(Records excerpted from a collection)
++++++++

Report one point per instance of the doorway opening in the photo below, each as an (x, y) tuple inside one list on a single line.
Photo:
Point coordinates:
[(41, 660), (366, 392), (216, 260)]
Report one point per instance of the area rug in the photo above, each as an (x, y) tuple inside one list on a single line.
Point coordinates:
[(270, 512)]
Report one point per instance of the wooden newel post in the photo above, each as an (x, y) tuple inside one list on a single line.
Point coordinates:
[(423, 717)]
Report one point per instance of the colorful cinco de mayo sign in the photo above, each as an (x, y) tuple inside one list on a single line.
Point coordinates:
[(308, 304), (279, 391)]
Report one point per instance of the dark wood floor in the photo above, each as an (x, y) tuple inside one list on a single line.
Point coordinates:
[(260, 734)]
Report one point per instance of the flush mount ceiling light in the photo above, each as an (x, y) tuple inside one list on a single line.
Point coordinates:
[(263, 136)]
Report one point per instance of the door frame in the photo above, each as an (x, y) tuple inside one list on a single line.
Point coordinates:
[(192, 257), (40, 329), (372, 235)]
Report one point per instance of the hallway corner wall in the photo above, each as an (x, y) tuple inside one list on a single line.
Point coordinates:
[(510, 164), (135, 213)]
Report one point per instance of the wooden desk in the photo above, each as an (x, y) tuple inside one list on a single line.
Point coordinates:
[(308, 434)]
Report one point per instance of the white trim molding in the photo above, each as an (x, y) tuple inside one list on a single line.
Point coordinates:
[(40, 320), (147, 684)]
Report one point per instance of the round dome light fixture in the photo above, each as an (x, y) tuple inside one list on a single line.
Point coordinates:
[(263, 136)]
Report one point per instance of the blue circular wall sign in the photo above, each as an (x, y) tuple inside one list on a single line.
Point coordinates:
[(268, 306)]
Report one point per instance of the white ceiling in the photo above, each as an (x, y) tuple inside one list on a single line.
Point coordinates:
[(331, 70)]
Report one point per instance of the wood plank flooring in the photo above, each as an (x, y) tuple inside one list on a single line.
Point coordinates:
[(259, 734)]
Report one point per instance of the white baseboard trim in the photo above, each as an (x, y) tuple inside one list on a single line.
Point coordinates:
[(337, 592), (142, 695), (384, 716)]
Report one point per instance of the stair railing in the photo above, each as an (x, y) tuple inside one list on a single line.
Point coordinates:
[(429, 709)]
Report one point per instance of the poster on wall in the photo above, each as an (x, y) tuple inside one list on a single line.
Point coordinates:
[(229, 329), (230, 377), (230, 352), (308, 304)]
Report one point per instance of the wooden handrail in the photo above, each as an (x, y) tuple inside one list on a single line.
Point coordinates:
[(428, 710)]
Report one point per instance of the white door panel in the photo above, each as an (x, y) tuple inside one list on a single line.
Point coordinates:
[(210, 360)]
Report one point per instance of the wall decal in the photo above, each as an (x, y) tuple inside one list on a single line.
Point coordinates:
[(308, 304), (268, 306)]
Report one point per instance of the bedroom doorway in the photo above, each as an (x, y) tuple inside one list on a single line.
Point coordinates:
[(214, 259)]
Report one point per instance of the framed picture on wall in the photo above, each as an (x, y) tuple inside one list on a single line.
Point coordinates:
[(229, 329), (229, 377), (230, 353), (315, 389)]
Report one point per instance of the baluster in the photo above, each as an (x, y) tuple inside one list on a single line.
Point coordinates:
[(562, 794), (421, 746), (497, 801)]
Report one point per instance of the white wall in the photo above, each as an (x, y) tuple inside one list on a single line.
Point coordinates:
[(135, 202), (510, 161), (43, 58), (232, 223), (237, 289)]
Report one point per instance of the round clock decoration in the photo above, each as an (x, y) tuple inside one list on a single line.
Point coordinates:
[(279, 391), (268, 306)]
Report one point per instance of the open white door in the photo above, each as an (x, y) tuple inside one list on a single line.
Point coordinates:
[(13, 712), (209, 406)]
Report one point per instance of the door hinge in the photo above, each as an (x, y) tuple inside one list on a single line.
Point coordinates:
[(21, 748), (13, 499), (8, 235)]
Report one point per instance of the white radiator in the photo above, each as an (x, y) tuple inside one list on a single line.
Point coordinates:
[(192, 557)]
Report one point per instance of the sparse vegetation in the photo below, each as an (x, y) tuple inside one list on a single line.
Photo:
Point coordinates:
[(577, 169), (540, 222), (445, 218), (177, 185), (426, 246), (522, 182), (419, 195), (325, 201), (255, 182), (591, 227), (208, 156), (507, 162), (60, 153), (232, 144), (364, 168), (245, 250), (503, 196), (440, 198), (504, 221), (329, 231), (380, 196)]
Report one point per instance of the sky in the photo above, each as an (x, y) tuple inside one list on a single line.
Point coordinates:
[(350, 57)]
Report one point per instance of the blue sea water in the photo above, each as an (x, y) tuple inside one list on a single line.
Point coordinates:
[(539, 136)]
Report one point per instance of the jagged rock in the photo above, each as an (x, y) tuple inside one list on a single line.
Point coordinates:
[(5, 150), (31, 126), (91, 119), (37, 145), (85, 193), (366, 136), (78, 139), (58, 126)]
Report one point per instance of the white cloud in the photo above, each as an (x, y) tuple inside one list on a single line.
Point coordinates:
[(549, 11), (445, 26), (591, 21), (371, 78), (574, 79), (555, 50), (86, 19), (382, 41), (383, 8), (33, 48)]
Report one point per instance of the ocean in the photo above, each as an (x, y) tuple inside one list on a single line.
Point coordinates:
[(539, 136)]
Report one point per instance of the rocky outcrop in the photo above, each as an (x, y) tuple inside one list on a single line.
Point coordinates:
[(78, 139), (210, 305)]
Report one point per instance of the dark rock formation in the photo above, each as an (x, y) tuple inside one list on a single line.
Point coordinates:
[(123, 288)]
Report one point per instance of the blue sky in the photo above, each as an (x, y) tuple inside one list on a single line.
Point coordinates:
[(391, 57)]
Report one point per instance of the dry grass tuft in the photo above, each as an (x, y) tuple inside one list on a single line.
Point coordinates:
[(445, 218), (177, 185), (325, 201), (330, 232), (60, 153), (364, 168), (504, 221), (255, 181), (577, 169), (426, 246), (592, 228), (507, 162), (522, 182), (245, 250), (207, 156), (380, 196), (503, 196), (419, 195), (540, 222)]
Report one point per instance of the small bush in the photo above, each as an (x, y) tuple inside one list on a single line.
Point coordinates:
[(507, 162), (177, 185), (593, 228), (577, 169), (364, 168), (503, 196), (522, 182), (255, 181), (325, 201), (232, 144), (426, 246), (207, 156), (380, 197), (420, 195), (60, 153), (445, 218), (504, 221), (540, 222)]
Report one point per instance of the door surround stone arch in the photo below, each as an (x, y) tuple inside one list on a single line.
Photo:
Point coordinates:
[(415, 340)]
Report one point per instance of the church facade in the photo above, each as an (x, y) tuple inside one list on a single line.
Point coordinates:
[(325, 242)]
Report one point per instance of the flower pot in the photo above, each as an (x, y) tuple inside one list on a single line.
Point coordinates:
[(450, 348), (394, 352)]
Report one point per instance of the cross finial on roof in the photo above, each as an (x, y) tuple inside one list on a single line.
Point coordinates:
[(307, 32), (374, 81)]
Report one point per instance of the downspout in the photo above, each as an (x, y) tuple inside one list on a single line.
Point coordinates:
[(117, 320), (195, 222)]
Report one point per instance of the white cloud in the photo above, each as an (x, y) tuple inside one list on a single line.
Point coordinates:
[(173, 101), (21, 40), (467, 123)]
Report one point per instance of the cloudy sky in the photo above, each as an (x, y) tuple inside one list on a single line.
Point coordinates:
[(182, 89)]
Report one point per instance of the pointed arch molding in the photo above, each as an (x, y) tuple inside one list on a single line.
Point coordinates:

++++++++

TASK DETAILS: Each line holding the word "wooden" must be copied from the data.

REPLY:
Report one point per instance of the wooden newel post in the photo above, each as an (x, y) tuple inside one list on a single line.
Report one point per instance of the wooden desk in the photo above, each as an (x, y) tuple inside one list on a single line.
Report one point per instance of the wooden handrail in the photo above, each as an (x, y) tuple inside one list on a single line.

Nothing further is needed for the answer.